▶ _EXERCISE TASK_: Scale the items below by repeating every line of each one in full and multiplying every point coordinate in the answers by 0.6. Round the results to whole numbers, with halves rounded up.

##############################

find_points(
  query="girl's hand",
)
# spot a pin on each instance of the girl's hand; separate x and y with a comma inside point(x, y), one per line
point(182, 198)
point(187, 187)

##############################

▶ _SOLUTION FOR THIS PROBLEM_:
find_points(
  query="girl's hand",
)
# spot a pin on each instance of the girl's hand; separate x and y with a comma inside point(x, y), one per line
point(109, 119)
point(112, 112)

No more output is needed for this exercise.